• Set task
Extract every line of the listing below and copy each one word for word, without changing anything.
BEGIN Entries shown
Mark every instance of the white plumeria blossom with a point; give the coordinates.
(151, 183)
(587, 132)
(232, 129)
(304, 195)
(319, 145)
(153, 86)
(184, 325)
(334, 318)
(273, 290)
END Entries shown
• Task answer
Mark every instance of the white plumeria blossom with a point; give the coordinates.
(151, 183)
(587, 132)
(232, 129)
(304, 195)
(319, 145)
(153, 86)
(184, 325)
(334, 318)
(273, 290)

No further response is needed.